• _WHAT IS REQUIRED_
The output should consist solely of the line containing "Put a marker on every instance of the tall tree" and the lines that follow it through the end of the data below.

— start LISTING —

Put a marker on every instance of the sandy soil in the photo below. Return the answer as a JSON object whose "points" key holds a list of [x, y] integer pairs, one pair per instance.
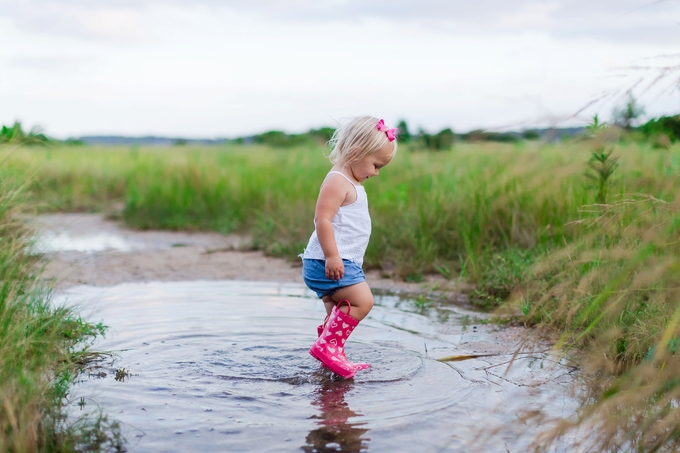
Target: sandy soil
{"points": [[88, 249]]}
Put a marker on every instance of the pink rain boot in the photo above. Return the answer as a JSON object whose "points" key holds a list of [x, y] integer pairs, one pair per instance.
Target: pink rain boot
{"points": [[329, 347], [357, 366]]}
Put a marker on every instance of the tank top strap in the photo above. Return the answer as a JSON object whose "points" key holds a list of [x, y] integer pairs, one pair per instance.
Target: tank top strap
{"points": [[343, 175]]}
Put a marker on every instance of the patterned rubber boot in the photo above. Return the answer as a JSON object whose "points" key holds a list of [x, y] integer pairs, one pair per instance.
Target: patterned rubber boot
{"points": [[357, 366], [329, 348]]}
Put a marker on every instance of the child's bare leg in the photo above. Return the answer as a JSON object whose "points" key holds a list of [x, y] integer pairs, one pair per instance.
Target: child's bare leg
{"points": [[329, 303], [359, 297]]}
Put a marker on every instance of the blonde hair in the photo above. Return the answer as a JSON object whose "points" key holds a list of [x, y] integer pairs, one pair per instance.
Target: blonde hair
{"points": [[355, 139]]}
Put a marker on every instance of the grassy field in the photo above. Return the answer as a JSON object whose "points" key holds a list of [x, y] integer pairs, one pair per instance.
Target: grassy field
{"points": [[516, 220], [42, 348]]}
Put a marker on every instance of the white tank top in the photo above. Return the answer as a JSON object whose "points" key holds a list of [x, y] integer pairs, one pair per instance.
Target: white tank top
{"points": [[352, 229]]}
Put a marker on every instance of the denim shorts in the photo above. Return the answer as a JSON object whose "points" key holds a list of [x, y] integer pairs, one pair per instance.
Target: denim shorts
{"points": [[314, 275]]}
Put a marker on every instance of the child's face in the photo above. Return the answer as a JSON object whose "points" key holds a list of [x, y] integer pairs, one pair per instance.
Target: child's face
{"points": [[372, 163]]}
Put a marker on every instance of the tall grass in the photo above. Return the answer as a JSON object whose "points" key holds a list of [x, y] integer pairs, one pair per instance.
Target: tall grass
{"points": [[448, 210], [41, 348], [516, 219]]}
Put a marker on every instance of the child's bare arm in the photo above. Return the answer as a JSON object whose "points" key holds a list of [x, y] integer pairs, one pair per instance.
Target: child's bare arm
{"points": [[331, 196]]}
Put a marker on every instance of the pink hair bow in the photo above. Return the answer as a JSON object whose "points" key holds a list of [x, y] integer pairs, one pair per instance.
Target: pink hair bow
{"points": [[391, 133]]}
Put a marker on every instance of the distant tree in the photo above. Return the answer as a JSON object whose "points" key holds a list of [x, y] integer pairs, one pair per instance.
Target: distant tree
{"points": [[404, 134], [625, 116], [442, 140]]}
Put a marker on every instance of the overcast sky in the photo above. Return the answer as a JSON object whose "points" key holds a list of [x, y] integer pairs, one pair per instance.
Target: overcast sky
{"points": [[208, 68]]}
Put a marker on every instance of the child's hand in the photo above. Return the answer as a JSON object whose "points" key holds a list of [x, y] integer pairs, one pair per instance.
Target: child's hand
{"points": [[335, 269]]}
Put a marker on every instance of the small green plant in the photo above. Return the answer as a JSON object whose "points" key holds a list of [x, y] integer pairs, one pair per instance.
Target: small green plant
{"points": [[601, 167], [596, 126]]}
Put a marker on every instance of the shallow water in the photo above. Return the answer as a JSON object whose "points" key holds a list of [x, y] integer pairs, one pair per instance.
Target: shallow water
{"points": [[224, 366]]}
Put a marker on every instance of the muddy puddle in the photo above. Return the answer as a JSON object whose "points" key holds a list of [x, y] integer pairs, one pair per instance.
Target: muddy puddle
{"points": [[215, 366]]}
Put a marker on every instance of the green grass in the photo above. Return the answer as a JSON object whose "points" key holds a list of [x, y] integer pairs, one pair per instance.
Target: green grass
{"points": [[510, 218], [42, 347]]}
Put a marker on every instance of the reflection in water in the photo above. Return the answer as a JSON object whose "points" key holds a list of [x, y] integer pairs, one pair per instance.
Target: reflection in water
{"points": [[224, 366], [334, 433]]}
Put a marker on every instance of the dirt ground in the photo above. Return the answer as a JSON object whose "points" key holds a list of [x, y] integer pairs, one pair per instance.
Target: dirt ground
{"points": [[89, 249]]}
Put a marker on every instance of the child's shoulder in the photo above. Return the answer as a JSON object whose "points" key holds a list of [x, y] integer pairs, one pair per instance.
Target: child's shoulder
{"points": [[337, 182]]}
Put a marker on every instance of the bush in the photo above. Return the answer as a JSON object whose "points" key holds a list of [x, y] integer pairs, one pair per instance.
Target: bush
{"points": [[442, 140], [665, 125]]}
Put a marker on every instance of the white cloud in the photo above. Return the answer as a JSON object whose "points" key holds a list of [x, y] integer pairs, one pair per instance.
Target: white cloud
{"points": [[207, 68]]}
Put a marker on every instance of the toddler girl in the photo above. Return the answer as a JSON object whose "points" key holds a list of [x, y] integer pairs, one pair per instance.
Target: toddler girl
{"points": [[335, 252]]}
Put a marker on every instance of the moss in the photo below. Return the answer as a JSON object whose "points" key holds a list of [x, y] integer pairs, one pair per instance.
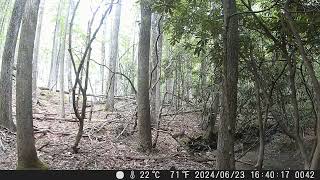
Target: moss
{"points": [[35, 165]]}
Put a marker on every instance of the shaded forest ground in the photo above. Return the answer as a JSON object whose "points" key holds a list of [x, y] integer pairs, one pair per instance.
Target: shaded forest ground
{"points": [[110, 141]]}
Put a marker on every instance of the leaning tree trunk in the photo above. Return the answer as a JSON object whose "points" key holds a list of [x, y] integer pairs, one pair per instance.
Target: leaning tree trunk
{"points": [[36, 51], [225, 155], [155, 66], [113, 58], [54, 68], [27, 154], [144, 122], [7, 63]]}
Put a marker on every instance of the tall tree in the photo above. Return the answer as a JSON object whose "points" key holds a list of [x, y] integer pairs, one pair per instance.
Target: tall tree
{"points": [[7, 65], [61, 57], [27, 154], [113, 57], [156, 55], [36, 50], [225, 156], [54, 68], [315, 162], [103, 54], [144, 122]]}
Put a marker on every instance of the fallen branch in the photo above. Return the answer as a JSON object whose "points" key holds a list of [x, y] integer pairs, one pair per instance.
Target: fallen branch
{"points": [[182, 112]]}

— end LISTING —

• _EXPECTED ANSWER_
Put a marker on every instance of the tall tree in the photo above. Return the answer as a JSON object whose "points" key holds a list of [x, y] integer pairs, one pair per instance.
Target: tall tree
{"points": [[7, 65], [61, 57], [27, 154], [113, 57], [156, 55], [36, 50], [225, 156], [54, 68], [315, 162], [103, 54], [144, 122]]}
Put a marker on every instance of the fallen branch in the photo above. Return the answer as a JSON object whose "points" key holds a list of [x, y] integer pairs, one pair per instance.
Target: fallen branch
{"points": [[182, 112]]}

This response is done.